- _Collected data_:

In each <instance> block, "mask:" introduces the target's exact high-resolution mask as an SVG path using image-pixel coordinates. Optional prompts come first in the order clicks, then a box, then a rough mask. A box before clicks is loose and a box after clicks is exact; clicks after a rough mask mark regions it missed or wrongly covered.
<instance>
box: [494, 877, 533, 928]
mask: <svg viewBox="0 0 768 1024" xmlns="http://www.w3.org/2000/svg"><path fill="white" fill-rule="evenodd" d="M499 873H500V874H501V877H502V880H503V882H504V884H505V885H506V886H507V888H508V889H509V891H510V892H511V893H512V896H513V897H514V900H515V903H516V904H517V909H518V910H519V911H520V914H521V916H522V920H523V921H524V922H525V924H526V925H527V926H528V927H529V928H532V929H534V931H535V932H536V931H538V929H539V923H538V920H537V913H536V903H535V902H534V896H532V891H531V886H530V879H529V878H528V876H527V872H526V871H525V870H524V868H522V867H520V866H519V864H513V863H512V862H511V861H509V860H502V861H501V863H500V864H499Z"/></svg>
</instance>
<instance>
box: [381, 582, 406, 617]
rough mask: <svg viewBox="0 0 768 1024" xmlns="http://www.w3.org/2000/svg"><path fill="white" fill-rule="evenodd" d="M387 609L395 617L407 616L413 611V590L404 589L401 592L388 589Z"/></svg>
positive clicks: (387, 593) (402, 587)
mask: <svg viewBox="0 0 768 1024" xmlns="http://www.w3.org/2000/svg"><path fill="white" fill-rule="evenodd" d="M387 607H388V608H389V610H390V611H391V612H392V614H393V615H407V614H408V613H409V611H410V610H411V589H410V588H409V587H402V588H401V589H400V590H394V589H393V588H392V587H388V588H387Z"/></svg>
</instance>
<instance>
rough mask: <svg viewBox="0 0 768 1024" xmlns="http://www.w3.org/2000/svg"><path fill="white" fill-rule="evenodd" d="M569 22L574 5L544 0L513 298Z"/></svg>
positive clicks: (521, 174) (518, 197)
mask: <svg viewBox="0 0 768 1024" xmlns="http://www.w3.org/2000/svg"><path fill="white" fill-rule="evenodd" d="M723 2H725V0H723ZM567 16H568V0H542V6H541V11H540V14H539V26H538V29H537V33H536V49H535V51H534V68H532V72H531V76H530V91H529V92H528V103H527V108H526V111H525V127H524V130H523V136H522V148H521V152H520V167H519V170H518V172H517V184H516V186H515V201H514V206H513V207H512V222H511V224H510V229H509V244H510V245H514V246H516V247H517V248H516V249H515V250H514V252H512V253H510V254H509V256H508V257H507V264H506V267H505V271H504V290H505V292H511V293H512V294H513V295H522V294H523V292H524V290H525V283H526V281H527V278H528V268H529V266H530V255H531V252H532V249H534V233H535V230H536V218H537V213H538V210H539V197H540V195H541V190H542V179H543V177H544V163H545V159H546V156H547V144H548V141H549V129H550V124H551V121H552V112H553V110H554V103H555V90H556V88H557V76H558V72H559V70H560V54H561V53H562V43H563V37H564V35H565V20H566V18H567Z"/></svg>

- _JOB ITEM_: Print every row above verbatim, without changing anything.

- _RESPONSE TO THE EXERCISE_:
In each <instance> block, "mask:" introduces the target's exact high-resolution mask as an SVG path using image-pixel coordinates. Optional prompts come first in the order clicks, then a box, then a rough mask. A box before clicks is loose and a box after clicks is exact; clicks after a rough mask mark regions it missed or wrongly covered.
<instance>
box: [494, 877, 533, 928]
mask: <svg viewBox="0 0 768 1024" xmlns="http://www.w3.org/2000/svg"><path fill="white" fill-rule="evenodd" d="M499 873H500V874H501V877H502V880H503V882H504V884H505V885H506V886H507V888H508V889H509V891H510V892H511V893H512V896H513V897H514V900H515V903H516V904H517V909H518V910H519V911H520V914H521V916H522V920H523V921H524V922H525V924H526V925H527V926H528V927H529V928H532V929H534V931H535V932H536V931H538V929H539V923H538V920H537V913H536V903H535V902H534V896H532V891H531V886H530V879H529V878H528V876H527V872H526V871H525V870H524V868H522V867H520V866H519V864H513V863H512V862H511V861H509V860H502V861H501V863H500V864H499Z"/></svg>
</instance>
<instance>
box: [381, 582, 406, 617]
rough mask: <svg viewBox="0 0 768 1024" xmlns="http://www.w3.org/2000/svg"><path fill="white" fill-rule="evenodd" d="M387 609L395 617L407 616L413 611V590L404 589L401 592L388 589Z"/></svg>
positive clicks: (387, 593) (402, 587)
mask: <svg viewBox="0 0 768 1024" xmlns="http://www.w3.org/2000/svg"><path fill="white" fill-rule="evenodd" d="M387 607H388V608H389V610H390V611H391V612H392V614H393V615H407V614H408V613H409V611H410V610H411V589H410V588H409V587H402V588H401V589H400V590H394V589H393V588H392V587H388V588H387Z"/></svg>
</instance>
<instance>
rough mask: <svg viewBox="0 0 768 1024" xmlns="http://www.w3.org/2000/svg"><path fill="white" fill-rule="evenodd" d="M569 22L574 5L544 0L513 298Z"/></svg>
positive clicks: (521, 174) (518, 197)
mask: <svg viewBox="0 0 768 1024" xmlns="http://www.w3.org/2000/svg"><path fill="white" fill-rule="evenodd" d="M723 2H725V0H723ZM567 16H568V0H542V6H541V11H540V14H539V26H538V29H537V33H536V49H535V51H534V68H532V72H531V76H530V91H529V92H528V103H527V108H526V111H525V127H524V130H523V136H522V148H521V152H520V167H519V170H518V172H517V184H516V186H515V201H514V206H513V207H512V222H511V224H510V229H509V244H510V245H514V246H516V247H517V248H516V249H515V250H514V252H512V253H510V254H509V256H508V257H507V264H506V267H505V271H504V290H505V292H511V293H512V294H513V295H522V294H523V292H524V290H525V283H526V281H527V278H528V268H529V266H530V255H531V252H532V249H534V233H535V230H536V218H537V213H538V210H539V197H540V195H541V190H542V179H543V177H544V163H545V159H546V156H547V144H548V141H549V129H550V124H551V121H552V112H553V110H554V103H555V90H556V88H557V76H558V72H559V70H560V54H561V53H562V43H563V37H564V35H565V20H566V18H567Z"/></svg>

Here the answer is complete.